[Natural-language object grounding data]

/---

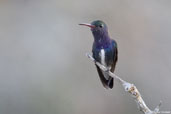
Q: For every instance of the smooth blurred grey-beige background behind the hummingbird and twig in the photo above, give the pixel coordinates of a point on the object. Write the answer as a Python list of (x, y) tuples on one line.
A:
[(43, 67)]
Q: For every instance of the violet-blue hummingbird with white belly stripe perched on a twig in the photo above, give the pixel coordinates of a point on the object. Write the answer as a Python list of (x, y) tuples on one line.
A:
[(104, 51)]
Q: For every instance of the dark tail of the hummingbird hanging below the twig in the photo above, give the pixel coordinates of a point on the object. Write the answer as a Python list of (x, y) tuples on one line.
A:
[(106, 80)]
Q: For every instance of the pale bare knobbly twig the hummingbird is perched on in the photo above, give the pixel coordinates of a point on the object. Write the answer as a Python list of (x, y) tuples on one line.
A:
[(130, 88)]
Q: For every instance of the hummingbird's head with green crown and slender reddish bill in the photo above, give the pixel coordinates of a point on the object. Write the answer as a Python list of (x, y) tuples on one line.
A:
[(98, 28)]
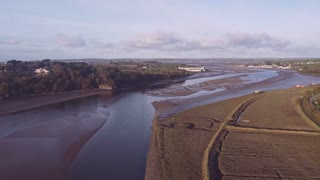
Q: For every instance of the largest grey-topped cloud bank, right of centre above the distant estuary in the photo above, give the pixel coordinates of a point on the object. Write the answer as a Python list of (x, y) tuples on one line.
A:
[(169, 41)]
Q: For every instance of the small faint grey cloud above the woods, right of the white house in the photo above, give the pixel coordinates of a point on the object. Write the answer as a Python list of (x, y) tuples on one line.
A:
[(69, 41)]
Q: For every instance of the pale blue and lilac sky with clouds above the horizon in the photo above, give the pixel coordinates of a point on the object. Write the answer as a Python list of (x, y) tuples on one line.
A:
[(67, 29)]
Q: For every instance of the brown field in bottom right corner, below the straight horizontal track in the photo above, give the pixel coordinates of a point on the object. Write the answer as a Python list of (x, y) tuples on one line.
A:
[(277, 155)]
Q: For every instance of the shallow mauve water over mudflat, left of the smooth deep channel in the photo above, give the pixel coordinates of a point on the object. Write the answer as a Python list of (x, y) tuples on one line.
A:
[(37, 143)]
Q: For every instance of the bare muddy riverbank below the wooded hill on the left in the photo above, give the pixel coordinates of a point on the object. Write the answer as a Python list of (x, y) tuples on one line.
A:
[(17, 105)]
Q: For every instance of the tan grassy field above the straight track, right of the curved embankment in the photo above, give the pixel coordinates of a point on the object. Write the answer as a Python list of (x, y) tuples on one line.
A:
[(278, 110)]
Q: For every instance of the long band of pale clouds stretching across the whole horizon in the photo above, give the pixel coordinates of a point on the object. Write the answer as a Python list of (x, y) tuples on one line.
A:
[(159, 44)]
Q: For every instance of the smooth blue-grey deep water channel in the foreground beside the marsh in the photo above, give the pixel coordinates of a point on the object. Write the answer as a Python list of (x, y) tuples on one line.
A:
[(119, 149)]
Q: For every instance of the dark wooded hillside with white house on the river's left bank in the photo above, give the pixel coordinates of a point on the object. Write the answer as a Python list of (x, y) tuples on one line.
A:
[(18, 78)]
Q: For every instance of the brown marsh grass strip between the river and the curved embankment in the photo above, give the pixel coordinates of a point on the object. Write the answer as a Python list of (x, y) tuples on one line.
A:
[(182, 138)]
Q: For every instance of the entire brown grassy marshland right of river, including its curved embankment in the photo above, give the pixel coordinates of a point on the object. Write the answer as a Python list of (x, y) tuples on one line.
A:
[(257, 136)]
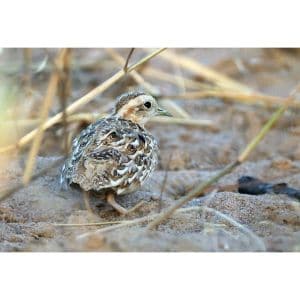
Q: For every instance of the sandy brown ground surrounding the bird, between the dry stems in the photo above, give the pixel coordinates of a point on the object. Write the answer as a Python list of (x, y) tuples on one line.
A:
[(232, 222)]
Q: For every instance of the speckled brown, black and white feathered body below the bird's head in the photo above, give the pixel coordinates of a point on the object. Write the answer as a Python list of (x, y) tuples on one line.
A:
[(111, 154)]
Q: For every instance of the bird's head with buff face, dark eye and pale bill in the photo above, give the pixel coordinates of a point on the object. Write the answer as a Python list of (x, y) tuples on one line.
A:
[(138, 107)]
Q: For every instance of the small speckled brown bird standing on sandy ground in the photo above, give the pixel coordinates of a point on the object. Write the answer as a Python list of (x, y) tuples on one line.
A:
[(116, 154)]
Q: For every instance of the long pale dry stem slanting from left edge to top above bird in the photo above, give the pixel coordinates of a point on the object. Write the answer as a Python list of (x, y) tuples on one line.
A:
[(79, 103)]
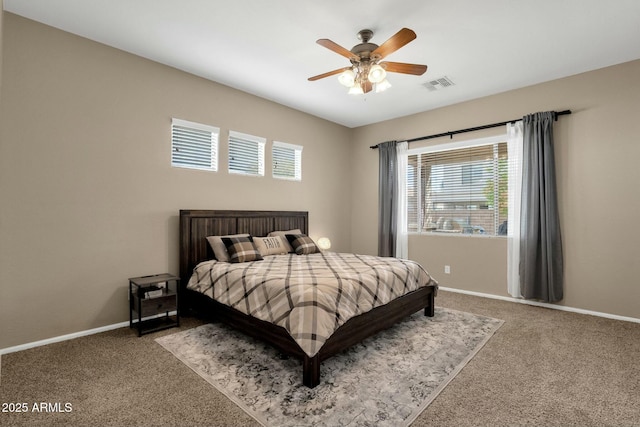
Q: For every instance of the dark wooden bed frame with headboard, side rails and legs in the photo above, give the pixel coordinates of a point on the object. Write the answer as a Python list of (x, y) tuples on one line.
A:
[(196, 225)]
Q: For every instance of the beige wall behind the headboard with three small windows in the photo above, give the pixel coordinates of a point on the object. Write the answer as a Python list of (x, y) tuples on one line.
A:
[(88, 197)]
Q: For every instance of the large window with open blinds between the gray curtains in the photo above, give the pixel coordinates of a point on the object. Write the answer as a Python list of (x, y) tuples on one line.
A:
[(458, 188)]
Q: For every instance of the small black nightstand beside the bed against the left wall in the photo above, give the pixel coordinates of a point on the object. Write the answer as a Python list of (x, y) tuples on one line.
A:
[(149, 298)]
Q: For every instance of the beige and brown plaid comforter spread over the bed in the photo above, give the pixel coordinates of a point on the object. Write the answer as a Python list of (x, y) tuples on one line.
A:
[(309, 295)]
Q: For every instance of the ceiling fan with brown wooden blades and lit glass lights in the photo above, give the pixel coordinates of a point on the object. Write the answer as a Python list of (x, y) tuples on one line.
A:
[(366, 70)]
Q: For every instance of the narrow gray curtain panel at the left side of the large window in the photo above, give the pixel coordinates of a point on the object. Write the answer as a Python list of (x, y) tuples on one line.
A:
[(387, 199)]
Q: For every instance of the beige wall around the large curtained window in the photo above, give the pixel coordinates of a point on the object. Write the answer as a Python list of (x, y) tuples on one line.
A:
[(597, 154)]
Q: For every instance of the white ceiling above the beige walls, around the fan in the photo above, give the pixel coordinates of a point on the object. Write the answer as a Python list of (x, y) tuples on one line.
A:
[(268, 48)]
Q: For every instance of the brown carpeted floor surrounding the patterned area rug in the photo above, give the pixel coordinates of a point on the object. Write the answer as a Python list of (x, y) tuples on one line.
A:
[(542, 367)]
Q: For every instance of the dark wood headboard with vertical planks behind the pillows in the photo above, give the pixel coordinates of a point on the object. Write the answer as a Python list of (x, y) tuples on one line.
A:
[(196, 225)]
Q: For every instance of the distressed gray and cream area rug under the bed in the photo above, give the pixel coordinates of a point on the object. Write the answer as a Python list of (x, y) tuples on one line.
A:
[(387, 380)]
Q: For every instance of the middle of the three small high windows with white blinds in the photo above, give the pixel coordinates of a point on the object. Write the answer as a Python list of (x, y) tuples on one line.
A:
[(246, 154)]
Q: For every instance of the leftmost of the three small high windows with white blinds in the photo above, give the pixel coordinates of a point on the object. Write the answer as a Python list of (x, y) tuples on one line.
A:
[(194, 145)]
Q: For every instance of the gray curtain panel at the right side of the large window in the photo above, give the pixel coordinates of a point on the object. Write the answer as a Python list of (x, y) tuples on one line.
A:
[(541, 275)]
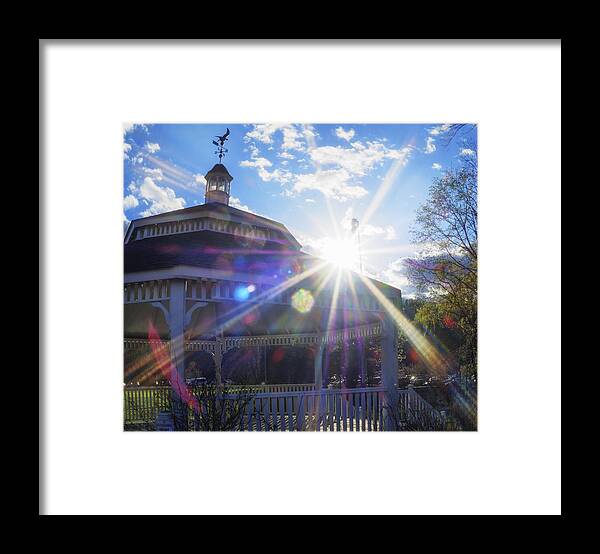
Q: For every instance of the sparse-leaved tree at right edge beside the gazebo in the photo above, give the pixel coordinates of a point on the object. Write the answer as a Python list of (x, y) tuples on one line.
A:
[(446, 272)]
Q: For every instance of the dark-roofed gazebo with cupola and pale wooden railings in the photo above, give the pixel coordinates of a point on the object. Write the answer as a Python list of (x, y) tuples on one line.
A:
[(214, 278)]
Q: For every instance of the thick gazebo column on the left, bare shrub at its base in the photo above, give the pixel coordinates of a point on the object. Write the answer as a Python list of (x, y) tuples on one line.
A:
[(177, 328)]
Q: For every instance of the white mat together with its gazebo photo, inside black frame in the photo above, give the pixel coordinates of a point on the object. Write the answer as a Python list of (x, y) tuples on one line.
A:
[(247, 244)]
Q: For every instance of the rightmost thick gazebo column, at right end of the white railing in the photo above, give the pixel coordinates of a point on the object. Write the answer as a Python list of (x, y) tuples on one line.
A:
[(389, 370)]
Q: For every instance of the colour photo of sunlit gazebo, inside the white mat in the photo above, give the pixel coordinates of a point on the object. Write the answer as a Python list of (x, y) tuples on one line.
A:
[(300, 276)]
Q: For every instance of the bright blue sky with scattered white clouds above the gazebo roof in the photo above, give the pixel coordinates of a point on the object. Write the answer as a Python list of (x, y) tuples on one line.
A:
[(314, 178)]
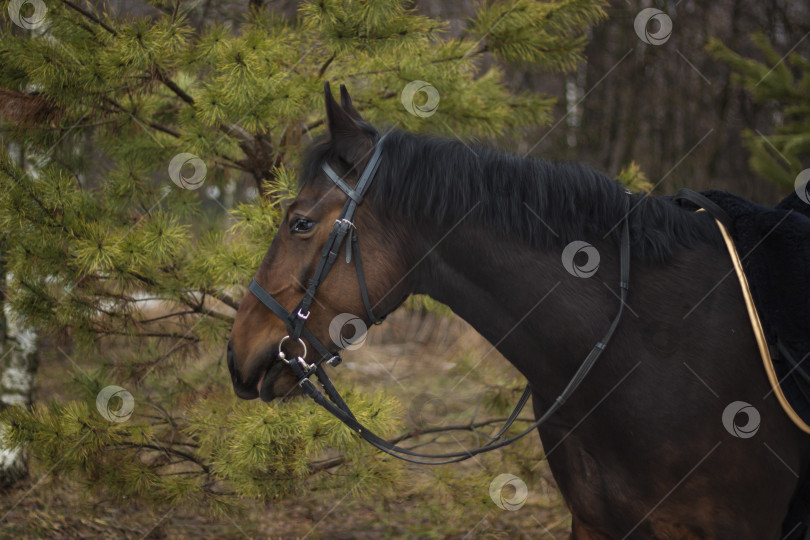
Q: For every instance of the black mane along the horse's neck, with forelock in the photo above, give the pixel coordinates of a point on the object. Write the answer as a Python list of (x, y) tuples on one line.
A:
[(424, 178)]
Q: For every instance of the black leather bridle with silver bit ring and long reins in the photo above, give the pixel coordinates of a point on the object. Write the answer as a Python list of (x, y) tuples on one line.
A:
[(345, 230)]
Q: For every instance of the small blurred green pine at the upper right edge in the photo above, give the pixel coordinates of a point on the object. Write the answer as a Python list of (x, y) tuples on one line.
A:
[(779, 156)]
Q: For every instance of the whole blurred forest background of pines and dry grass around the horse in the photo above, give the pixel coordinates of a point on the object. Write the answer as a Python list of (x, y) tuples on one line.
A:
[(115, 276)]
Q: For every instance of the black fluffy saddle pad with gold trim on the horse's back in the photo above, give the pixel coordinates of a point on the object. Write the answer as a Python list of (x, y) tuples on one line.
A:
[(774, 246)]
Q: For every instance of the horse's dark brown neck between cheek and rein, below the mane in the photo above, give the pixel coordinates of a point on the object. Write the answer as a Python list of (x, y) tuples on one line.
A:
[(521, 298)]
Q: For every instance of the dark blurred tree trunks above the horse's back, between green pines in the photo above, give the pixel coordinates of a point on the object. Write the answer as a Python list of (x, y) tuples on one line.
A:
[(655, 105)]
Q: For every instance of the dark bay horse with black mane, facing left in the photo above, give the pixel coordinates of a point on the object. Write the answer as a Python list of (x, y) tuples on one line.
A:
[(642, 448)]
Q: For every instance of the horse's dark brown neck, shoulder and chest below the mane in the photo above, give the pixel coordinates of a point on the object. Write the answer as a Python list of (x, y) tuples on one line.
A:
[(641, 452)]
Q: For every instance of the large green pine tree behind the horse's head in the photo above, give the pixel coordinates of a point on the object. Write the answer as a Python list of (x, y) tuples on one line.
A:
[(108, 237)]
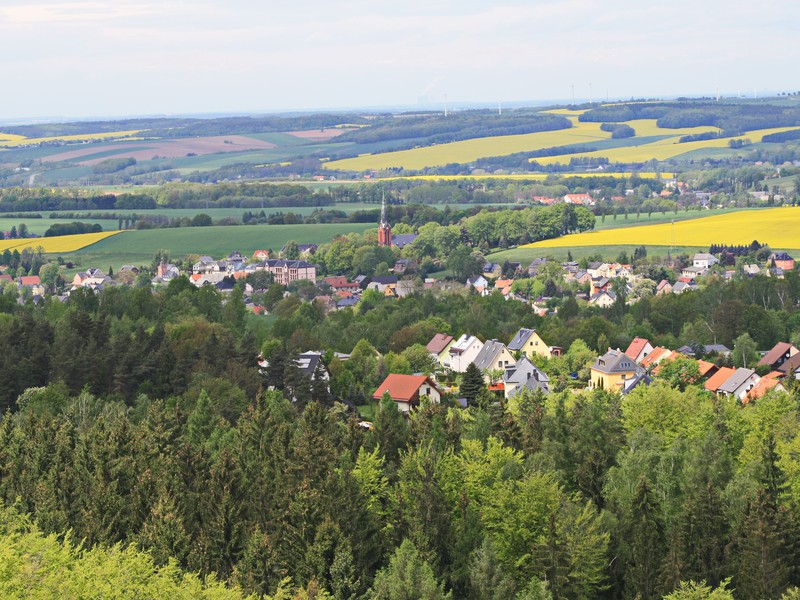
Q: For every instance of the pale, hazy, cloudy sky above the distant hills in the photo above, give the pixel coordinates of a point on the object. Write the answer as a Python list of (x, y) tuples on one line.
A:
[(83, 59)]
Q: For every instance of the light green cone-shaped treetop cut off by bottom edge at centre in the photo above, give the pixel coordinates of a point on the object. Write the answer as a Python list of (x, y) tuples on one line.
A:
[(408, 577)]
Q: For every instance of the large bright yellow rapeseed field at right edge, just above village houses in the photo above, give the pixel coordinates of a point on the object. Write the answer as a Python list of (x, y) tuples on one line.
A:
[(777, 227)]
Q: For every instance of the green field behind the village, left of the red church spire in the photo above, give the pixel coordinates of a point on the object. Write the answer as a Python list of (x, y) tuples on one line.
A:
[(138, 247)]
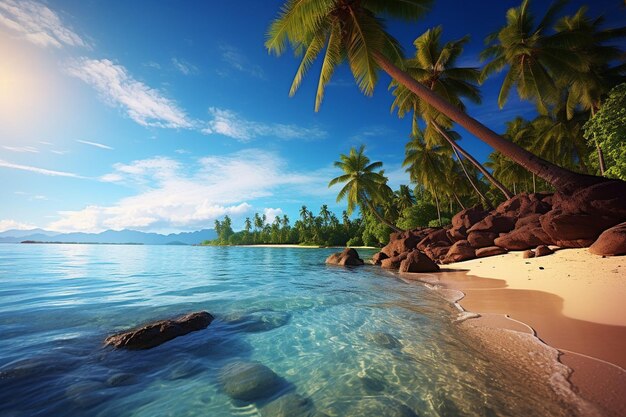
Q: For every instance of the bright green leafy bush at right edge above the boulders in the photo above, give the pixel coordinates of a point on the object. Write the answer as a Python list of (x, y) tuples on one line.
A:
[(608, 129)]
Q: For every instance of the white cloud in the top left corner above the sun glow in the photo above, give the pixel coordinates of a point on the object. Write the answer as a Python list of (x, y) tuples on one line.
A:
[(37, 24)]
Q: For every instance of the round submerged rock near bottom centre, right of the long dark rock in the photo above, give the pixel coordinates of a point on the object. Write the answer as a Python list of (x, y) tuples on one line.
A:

\---

▶ Exercise details
The lines above that hold the string "wooden" are to be located and copied.

▶ Expected output
Q: For every instance of the dark wooden bed frame with headboard, side rails and legs in the photo above, give the pixel coordinates of a point on the object. Write the answer as a Python list of (x, y) tuples on one line.
Q: For every instance of the ceiling fan with brown wooden blades and lit glass lights in the photo above, give the pixel coordinates of a point on the object. Write the answer as a Python list of (x, y) tuples on one line.
Q: For every instance of the dark-roofed gazebo with cupola and pale wooden railings in the photo above, give the pixel coordinates of a point on the object. Write the answer as a Python list of (x, y) tuples on one line.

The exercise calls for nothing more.